*Task brief:*
From the listing that follows, output everything exactly except the pictures.

*Listed entries:*
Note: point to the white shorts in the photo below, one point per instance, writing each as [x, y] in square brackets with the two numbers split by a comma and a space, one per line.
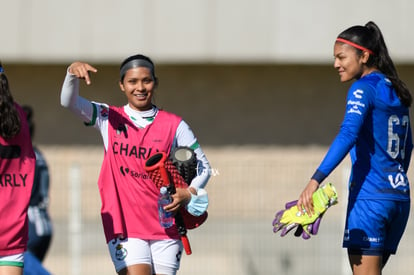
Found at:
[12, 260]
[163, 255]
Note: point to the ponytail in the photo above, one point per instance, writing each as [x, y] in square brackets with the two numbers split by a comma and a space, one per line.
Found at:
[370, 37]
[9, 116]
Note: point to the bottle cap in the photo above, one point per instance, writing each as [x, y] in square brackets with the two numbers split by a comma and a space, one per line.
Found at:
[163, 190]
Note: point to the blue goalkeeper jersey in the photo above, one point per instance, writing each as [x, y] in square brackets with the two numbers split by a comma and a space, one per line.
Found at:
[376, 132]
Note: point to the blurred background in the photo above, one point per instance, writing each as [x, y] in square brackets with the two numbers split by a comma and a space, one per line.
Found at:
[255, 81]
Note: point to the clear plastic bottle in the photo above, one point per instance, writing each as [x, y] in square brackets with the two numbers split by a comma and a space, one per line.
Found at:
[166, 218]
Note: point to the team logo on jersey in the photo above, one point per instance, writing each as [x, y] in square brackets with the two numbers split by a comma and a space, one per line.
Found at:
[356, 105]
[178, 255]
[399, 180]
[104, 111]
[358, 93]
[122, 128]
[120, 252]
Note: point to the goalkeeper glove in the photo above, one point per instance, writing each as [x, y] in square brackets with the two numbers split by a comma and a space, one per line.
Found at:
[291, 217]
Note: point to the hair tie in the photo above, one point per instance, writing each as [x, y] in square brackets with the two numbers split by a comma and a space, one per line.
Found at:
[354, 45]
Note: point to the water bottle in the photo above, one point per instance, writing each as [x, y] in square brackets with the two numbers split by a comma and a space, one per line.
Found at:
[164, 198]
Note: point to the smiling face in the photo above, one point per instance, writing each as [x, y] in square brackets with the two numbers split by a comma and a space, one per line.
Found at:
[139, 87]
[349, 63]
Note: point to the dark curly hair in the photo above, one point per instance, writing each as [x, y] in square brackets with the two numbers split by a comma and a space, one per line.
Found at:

*Solved exercise:*
Note: point to the white shorts in the photo below, one point per instance, writing each as [x, y] in square brackets with the two numbers split by a comma and a space, one per line.
Found at:
[12, 260]
[163, 255]
Note: point to the ponytail in the photo above, one point per instance, writing each as [x, y] in square brackets with the two numbers split by a comma and a space, one per line.
Found at:
[370, 37]
[9, 116]
Note: point to the bottle cap in the photo above, one point per instance, writing each as [x, y] in square brackets with the two numbers split by a comma and a space, one per line.
Found at:
[163, 190]
Note: point to the blue goalkeeper jersey in the photo above, one point per instance, writing each as [x, y] in square brackets with the two numbers split by a comma and a space, one per line.
Found at:
[376, 132]
Note: point to the blurred background in the photo above, one point per instance, writing each as [x, y] in square brackets with the two numbers split by a comma and a space, one per line.
Found at:
[255, 81]
Note: point to the clear plastic bottle in the photo above, one point per instance, writing each as [x, y] in square brackets with the two numbers split by a comma and a space, one per line.
Found at:
[166, 218]
Note: point to the team logo on jersey in the photo above, one point per instance, writing each as [x, y] in square brackets with the two numbers split by a comma and a space, one per line.
Found at:
[356, 105]
[178, 255]
[399, 180]
[104, 111]
[358, 93]
[122, 128]
[120, 252]
Note: point to the goalkeeper glove in the photo above, one point per instance, writing each as [x, y] in square brackets with the two numbers split by a comma and a space, one per line.
Found at:
[291, 217]
Note: point to the hair tie in the photo above, one point per instance, writing each as [x, y] in square brackets with the two numbers split by a comma and a space, one per line.
Found at:
[354, 45]
Note: point to the water bottle in the photo above, one point per instance, writing each as [x, y] in square brackets with the two numbers split by a comma and a space, one per line.
Found at:
[164, 198]
Note: point to the smiling face in the photo above, one point per instance, writing each as [x, y] in square brackets with the two numbers split by a comma and a space, one per line.
Found at:
[139, 87]
[349, 63]
Note: point to the dark curly hair in the photo above, one point per instance, writing each as [x, y] in square brackets with the two numbers split by a comma and a space, one per line.
Found at:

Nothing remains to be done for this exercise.